# SHORT EXERCISE:
Rescale the entries below by reproducing every line, requests included, with each coordinate in the answer paths multiplied by 0.4 and rounded to a whole number, halves rounded up.

--------------------------------------------------

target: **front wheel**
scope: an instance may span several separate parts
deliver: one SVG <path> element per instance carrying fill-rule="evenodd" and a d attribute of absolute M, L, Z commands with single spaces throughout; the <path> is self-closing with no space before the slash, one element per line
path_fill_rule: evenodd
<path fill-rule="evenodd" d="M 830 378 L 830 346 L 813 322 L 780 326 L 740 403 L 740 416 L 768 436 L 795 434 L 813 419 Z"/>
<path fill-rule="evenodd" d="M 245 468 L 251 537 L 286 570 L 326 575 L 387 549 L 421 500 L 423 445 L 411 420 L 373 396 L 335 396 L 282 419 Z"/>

--------------------------------------------------

# SOLUTION FOR THIS EXERCISE:
target: **front wheel**
scope: an instance may span several separate parts
deliver: one SVG <path> element per instance carrying fill-rule="evenodd" and a d attribute of absolute M, L, Z commands with single spaces throughout; the <path> is self-closing with no space before the slash, one element per line
path_fill_rule: evenodd
<path fill-rule="evenodd" d="M 332 151 L 332 138 L 325 129 L 312 130 L 296 161 L 296 166 L 307 174 L 318 174 L 325 168 Z"/>
<path fill-rule="evenodd" d="M 98 187 L 100 215 L 114 228 L 130 230 L 155 220 L 168 200 L 169 178 L 164 168 L 149 158 L 134 158 L 113 168 Z"/>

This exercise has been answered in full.